▸ **Provided data**:

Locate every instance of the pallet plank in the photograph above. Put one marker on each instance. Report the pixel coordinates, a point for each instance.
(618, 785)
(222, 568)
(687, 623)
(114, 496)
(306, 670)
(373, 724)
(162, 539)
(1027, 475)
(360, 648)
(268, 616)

==

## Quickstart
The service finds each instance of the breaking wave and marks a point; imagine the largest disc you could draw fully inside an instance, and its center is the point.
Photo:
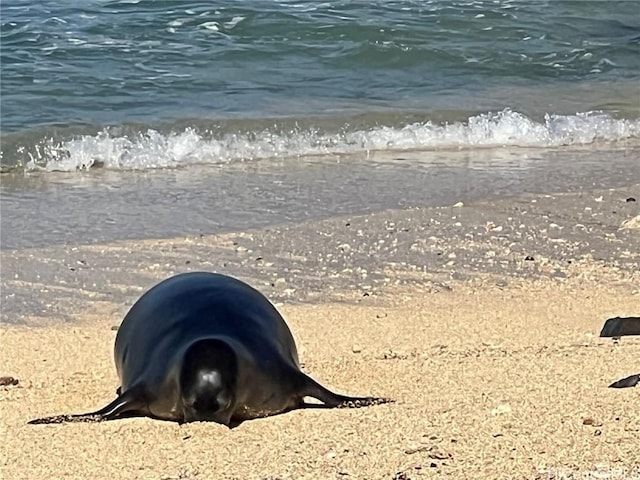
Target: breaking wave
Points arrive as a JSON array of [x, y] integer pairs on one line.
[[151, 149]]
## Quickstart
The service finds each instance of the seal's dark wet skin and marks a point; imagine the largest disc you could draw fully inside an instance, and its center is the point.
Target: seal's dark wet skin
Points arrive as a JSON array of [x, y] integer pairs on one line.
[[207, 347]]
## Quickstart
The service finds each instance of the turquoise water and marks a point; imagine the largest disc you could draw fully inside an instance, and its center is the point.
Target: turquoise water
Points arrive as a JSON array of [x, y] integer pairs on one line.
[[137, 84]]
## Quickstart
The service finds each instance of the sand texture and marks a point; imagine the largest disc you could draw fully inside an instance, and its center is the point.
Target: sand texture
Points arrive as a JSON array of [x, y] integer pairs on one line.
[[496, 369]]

▸ **Task to carry out**:
Show every line from the entries above in which the word "seal" appears.

▸ **Solution to this exercise**:
The service finds each instance of the seal's dark wet skin and marks a point; imagine the largest disc you could draw fully inside an instance, and its center is the point.
Target: seal's dark wet skin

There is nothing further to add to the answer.